My daughter Rebekah has Erythropoietic Protoporphyria. We live in the Grand Rapids, MI area.
Rebekah was about 13 months old when she first started having symptoms. We were staying at a summer cottage on Lake Michigan. I put sunscreen on her and we went outside to play in the sand and swim. Late that afternoon she got real fussy, and by evening she was screaming and crying. We thought she was overly tired and gave her some Motrin, but she didn't sleep at all that night.
In the morning, Rebekah's face and hands were swollen and red. We could not make out the bridge of her nose because of the swelling and she couldn't open her eyes or move her fingers. I called Rebekah's pediatrician and he wanted to see her right away. At first, her doctor thought she was having a reaction to the sunscreen I had used, so we tried another kind and went back to the beach!
Again, Rebekah started screaming and crying, and we tried everything to calm her down. After several weeks and trips to the pediatrician with no answers, we asked to be referred to a dermatologist. She took one look at Rebekah and knew-Dr. Patel had seen a case of EPP during her residency training-how lucky for us! After the blood work came back, Dr. Patel explained what EPP was, started Rebekah on Lumitene and found the American Porphyria Foundation for us to join.

ACTIVITY LIST:
a – Rewrite the paragraph of the account of Rebekah's EPP that begins "In the morning, Rebekah's face" as a short bulleted list, keeping its main facts.
b – In the account of Rebekah's EPP, where had Dr. Patel seen a case of EPP before?
c – Write a continuation of the account of Rebekah's EPP that picks up after its last sentence.

INFORMATION SUPPLIED:

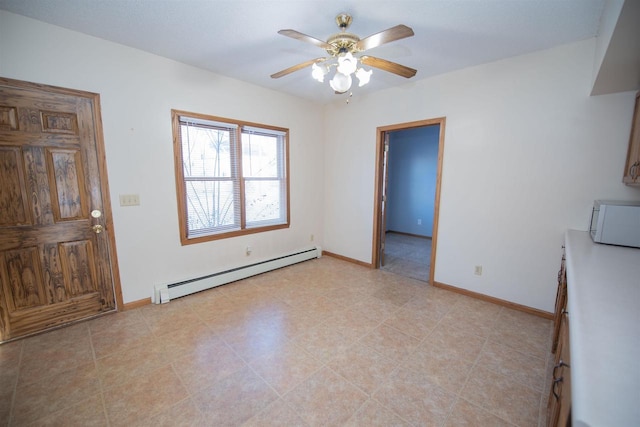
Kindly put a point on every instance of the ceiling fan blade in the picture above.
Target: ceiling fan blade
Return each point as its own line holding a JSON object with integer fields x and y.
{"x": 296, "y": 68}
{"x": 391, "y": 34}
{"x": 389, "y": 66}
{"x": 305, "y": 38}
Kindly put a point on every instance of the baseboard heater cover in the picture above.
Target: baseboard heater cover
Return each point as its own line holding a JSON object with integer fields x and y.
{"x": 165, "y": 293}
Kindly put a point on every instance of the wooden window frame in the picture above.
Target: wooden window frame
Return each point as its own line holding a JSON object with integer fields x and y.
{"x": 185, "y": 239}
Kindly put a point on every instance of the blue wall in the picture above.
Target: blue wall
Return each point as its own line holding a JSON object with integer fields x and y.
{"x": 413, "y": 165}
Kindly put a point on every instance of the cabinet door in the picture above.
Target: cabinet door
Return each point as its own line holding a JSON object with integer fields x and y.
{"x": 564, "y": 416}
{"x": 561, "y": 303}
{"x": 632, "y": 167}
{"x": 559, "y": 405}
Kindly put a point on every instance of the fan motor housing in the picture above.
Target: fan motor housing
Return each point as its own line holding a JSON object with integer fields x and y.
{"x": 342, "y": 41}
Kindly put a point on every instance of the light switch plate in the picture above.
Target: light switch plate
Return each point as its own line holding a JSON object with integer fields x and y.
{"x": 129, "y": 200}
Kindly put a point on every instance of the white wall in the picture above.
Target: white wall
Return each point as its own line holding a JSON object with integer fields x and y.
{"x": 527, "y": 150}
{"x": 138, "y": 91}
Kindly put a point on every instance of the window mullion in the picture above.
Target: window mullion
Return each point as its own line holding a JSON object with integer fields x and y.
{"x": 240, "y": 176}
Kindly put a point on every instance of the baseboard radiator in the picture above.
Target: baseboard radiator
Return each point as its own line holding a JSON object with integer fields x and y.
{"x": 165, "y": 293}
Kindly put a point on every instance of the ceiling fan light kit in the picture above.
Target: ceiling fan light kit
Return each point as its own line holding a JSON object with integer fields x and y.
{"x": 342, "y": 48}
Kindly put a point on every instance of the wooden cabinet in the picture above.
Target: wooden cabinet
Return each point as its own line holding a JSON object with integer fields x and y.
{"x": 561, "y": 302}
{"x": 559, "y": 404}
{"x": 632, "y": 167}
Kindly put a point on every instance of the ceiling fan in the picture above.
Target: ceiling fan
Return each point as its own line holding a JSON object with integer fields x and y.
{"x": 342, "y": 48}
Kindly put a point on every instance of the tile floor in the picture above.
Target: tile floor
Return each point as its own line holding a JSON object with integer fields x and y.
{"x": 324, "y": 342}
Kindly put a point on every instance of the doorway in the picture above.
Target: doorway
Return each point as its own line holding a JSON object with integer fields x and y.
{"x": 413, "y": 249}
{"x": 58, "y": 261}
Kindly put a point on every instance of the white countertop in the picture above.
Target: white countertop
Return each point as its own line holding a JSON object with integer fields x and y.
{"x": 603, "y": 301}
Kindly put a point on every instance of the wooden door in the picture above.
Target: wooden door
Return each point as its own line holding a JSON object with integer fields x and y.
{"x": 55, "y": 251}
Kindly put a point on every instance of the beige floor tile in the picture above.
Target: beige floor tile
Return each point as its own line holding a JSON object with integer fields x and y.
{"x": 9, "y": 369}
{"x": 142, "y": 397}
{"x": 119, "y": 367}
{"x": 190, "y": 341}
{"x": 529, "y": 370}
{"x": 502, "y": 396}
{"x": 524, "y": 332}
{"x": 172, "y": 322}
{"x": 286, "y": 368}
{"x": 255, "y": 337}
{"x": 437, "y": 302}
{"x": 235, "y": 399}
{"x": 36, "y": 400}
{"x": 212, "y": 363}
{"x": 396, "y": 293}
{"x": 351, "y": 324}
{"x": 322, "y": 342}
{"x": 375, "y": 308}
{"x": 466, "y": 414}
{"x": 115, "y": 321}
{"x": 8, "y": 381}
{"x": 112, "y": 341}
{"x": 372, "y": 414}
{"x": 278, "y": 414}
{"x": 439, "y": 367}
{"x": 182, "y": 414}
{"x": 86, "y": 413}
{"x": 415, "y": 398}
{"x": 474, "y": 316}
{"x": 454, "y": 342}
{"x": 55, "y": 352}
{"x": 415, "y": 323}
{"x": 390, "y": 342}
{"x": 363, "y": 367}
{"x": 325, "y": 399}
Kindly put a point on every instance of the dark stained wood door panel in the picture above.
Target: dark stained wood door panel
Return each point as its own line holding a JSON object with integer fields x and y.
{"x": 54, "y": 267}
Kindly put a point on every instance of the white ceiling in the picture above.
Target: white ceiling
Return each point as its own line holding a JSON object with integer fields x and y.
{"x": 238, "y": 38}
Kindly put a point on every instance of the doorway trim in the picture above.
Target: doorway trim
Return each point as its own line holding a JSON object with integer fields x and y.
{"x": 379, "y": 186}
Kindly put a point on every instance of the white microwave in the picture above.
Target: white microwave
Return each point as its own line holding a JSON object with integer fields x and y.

ANSWER LIST:
a –
- In the morning, Rebekah's face and hands were red and swollen.
- The swelling hid the bridge of her nose, and she could not open her eyes or move her fingers.
- Her pediatrician asked to see her right away.
- He first suspected a reaction to the sunscreen, so the family switched brands and went back to the beach.

b – She had seen one during her residency training.

c –
Rebekah is now 10 years old and deals with her EPP very well. Usually in the spring she gets frustrated, wanting to be "normal" so she can be outside with her friends and go on school field trips. She usually helps in the school library or office instead of going outside at recess. Fortunately, the children at her school are very supportive and protective of Rebekah-the other kids even tell me when I help out at the school if Rebekah has been outside without here hat or without sun screen.
Because Rebekah didn't remember her first bout of EPP, she wanted to see if it would happen again, so we let her go out for a very short period of time. That evening the burning started, her hands and face turned red and puffy and she was in a great deal of pain. Now she understands the seriousness of her condition.
We have learned what works to protect Rebekah by trial and error. Even if the sun isn't out, rays can still come through-when sitting in the shade while going fishing, the sun reflects off the water, and in the winter it reflects off the snow-not a good thing! Riding in the car without tinted windows or sitting in the house in the sun light can also cause Rebekah's EPP to flare up.
We have shared educational material and the APF DVD with our physician and the clinical staff, and with our family. The APF has been a great resource and support for us.